- [Arbeitsanweisungen]:
A) Zitieren Sie aus dem Text über das Milgram-Experiment den Abschnitt von "Das Milgram-Experiment" bis einschließlich "wird Foltern gelehrt?".
B) Beantworten Sie anhand des Textes über das Milgram-Experiment die folgenden Fragen:
(i) In welchem Land fanden die erwähnten Folterpraktiken statt?
(ii) An welcher Universität wurde das Experiment durchgeführt?
(iii) Unter welchem Titel veröffentlichte Stanley Milgram das Experiment?
C) Schreiben Sie den Text über das Milgram-Experiment im Anschluss an seinen letzten Satz weiter.

- [Lesetext]:
· · · · ·
9.05.2004

Zusammenstellung

Foltern
muß gelehrt werden

Das Milgram-Experiment

Immer wieder tauchte im Zusammenhang mit den offensichtlich vollkommen üblichen Folterpraktiken im Irak, die nur durch den Foto-Fimmel einzelner SoldatInnen ans Licht der Öffentlichkeit gerieten, die Frage auf: Wie kommt es, daß anscheinend ganz "normale" Durchschnittsmenschen ohne jegliche Gewissensbisse foltern? Wie können sie dazu gebracht werden? Wie wird Foltern gelehrt?

Leider wird ein psychologisches Experiment an der Universität Yale, das Stanley Milgram unter dem Titel 'Behavioral Study of Obedience' veröffentlichte (Journal of Abn. Soc. Psychol., 67, 371 - 378), in den Massenmedien heute kaum mehr diskutiert.
· · · · ·
- [Unbearbeitetes Material]:
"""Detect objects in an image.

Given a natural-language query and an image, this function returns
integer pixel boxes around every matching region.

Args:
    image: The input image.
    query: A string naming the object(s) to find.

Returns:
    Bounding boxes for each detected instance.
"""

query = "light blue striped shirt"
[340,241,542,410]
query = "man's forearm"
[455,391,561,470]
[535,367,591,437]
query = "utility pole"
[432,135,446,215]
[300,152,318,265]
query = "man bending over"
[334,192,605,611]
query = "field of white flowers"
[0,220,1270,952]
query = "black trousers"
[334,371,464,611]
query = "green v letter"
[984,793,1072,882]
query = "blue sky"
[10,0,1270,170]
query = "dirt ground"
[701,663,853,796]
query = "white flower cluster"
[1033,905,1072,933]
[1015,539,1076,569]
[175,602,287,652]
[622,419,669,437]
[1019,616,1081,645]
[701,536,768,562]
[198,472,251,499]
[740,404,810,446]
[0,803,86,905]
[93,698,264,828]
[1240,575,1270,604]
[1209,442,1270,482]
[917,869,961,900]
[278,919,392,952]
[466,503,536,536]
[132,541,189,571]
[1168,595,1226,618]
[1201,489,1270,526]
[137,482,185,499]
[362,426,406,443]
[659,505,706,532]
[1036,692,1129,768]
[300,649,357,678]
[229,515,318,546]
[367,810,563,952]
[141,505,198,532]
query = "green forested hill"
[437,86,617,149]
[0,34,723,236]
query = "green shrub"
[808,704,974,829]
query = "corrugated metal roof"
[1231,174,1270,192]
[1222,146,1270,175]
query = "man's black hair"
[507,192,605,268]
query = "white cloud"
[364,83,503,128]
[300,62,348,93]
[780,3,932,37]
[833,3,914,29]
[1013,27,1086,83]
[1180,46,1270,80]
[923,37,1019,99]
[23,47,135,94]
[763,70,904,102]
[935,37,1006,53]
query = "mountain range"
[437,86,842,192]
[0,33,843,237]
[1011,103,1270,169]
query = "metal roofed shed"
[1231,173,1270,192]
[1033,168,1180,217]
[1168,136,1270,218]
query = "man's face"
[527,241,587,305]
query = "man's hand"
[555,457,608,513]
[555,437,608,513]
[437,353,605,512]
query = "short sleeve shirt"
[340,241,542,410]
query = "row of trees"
· · · · ·
- [Geordnete Lösungen]:
A)
Das Milgram-Experiment

Immer wieder tauchte im Zusammenhang mit den offensichtlich vollkommen üblichen Folterpraktiken im Irak, die nur durch den Foto-Fimmel einzelner SoldatInnen ans Licht der Öffentlichkeit gerieten, die Frage auf: Wie kommt es, daß anscheinend ganz "normale" Durchschnittsmenschen ohne jegliche Gewissensbisse foltern? Wie können sie dazu gebracht werden? Wie wird Foltern gelehrt?

B)
(i) Im Irak.
(ii) An der Universität Yale.
(iii) Unter dem Titel 'Behavioral Study of Obedience'.

C)
Die Versuchspersonen waren zwischen 20 und 50 Jahre alt und wurden durch fingierte Zeitungsanzeigen "rekrutiert". In den Anzeigen wurde der Eindruck erweckt, es handele sich um ein Experiment zu einer Gedächtnis- und Lernuntersuchung an der Universität Yale. Das Sample umfaßte einen weiten Bereich von Berufsgruppen, so Postangestellte, High-School-Lehrer, Verkäufer, Ingenieure und Arbeiter. Das Bildungsniveau rangierte von Teilnehmern, die die Grundschule nicht abgeschlossen hatten, bis zu Inhabern des Doktorgrades und anderer akademischer Grade. Sie erhielten für ihre Teilnahme am Experiment 4,50 Dollar. Es wurde ihnen mitgeteilt, daß sie das Geld nur für ihr Erscheinen im Laboratorium erhielten und daß das Geld ihnen gehören würde, ganz gleich, was nach ihrer Ankunft sich dort ereigne.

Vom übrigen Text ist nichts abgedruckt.